▶ [TEXT SHOWN]:
Consider the following recurrence relation: $$-2a_{n,m} +a_{n-1,m}+a_{n,m-1}=0,$$ where $a_{n,m} \in \mathbb{C}.$I would like a purely combinatorial way to understand the subspace of solutions to this equation which have tempered growth. There is an obvious solution given by setting all $a_{n,m}=C$ for any constant $C,$ and I have reasons (coming from topology) to believe that these are the only solutions with tempered growth.

Now consider the similar but probably much harder recurrence relation: $$-2a_{n,m} +a_{n-1,m}+e^{2 \pi i n \theta}a_{n,m-1}=0$$ where $\theta$ is a fixed irrational. Note that the relation now depends on $n.$ I haven't even been able to come up with a solution to this that has tempered growth. I am hoping that it also has a 1 dimensional (or at least finite dimensional) space of solutions with tempered growth.

Is there a general combinatorial method for attacking either of these recurrence relations? Is there a general way to attack any linear recurrence relation like these?

EDIT: Let me also give my "proof" (I think it is correct) that any solution to the first relation with tempered growth must be constant. Consider the 2 dimensional torus thought of as $S^1\times S^1$, where $S^1$ is the unit circle. Now consider the function $z_1+z_2-2,$ thought of as a (finite) Fourier series. This has only 1 zero, at $(1,1).$

Now consider distributions $D$ on the torus, also thought of as Fourier series $D=\sum_\mathbb{Z^2} a_{n,m}z_1^nz_2^m$ where the $a_{n,m}$ now have only tempered growth. The first recurrence above is exactly the condition that $(z_1,+z_2 -2)D=0$ as a distribution. Since $z_1+z_2-2$ has only a single zero, the only solution with tempered growth should be a multiple of the Dirac distribution which is given by $a_{n,m}=1.$ I want a combinatorial proof or understanding of this phenomenon, since the second relation does not have this kind of topological interpretation. Ideally I would like to prove that the vector space of solutions to the second relation is also dimension 1, or is at least in some way related to the first relation.

2nd EDIT: WillSawin's answer shows that my initial proof is wrong. The space of tempered growth solutions to the first recurrence relation should be spanned (as a vector space) by the delta function and some linear combinations of its partial derivatives. Does the second recurrence have the same property? I.e. is there one "basic solution" $B$ to the second recurrence such that all other solutions can be expressed as linear combinations of the formal derivatives of $B?$

▶ [GIVEN RECORDS]:

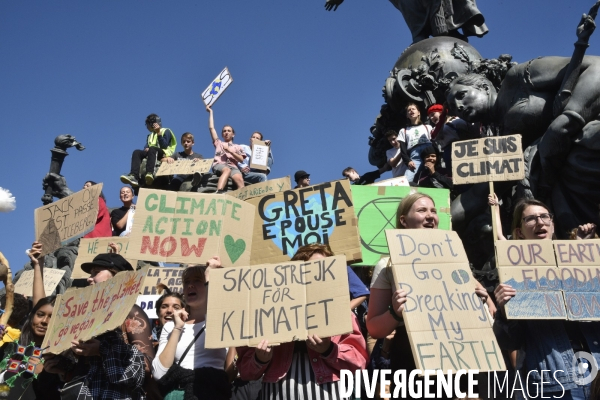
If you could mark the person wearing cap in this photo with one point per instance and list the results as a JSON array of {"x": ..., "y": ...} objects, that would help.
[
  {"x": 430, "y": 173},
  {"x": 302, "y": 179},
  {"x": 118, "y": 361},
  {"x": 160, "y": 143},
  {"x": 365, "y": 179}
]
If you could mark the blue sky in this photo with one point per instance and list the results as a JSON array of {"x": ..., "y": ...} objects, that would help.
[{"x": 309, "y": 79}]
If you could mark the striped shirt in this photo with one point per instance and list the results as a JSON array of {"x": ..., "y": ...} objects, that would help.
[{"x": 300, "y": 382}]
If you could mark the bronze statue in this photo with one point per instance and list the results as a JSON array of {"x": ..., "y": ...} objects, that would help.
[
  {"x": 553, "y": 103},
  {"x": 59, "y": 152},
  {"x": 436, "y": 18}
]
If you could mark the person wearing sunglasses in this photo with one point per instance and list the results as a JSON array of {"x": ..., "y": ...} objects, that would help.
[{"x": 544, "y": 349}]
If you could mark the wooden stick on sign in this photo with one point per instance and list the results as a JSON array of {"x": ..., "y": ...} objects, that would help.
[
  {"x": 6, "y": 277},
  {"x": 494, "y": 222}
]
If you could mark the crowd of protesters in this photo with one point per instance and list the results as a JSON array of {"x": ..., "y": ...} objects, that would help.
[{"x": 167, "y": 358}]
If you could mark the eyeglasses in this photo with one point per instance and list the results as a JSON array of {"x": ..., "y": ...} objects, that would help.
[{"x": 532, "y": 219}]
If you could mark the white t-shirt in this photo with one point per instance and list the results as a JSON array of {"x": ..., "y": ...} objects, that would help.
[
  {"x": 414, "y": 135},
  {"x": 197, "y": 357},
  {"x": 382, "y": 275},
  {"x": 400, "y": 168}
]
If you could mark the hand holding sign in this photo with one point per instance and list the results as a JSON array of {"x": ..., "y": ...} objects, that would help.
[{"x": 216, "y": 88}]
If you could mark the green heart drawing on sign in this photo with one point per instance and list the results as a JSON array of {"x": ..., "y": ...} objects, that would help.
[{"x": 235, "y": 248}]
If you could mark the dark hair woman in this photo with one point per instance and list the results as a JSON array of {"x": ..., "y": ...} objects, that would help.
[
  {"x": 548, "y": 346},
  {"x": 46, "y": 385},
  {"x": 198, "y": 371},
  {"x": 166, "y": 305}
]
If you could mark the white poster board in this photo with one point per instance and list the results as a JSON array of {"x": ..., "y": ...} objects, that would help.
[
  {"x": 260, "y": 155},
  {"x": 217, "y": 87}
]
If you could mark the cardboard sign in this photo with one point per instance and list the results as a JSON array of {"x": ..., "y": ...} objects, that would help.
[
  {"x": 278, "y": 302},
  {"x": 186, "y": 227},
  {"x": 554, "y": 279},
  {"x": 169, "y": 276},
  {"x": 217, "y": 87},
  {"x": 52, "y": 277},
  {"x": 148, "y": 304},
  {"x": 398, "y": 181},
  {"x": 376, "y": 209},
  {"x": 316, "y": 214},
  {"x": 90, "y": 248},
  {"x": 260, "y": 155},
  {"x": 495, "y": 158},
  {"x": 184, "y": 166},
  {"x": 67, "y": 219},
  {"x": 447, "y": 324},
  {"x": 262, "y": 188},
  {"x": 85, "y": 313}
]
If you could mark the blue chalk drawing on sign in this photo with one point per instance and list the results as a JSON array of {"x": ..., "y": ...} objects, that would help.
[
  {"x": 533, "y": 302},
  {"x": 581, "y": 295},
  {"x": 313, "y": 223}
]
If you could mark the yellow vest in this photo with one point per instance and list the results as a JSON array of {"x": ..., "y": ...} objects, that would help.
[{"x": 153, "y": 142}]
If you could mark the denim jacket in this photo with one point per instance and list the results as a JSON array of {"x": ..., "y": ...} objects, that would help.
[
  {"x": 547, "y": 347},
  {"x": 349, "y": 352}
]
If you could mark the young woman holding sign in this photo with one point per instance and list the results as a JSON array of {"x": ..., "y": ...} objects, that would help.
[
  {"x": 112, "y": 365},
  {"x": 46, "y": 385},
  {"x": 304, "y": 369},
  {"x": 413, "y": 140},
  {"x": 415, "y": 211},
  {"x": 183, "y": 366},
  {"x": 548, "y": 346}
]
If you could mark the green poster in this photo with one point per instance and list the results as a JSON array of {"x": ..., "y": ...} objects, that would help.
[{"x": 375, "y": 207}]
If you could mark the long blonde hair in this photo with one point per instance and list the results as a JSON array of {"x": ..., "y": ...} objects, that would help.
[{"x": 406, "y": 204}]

▶ [EXERCISE REQUIREMENTS]:
a. Do the following statements agree with the recurrence post? Answer yes or no for each, quoting the deciding words of the post. (i) The function z_1+z_2-2 on the torus has a single zero. (ii) The author has found a solution with tempered growth to the second recurrence relation. (iii) The second edit says the author's initial proof is correct.
b. Pick out every line of the records that contains the word "green", and copy each of those lines in full.

▶ [RESPONSES BY TASK]:
a.
(i) Yes: "This has only 1 zero"
(ii) No: "I haven't even been able to come up with a solution to this that has tempered growth."
(iii) No: "WillSawin's answer shows that my initial proof is wrong."

b.
If you could mark the green heart drawing on sign in this photo with one point per instance and list the results as a JSON array of {"x": ..., "y": ...} objects, that would help.
If you could mark the green poster in this photo with one point per instance and list the results as a JSON array of {"x": ..., "y": ...} objects, that would help.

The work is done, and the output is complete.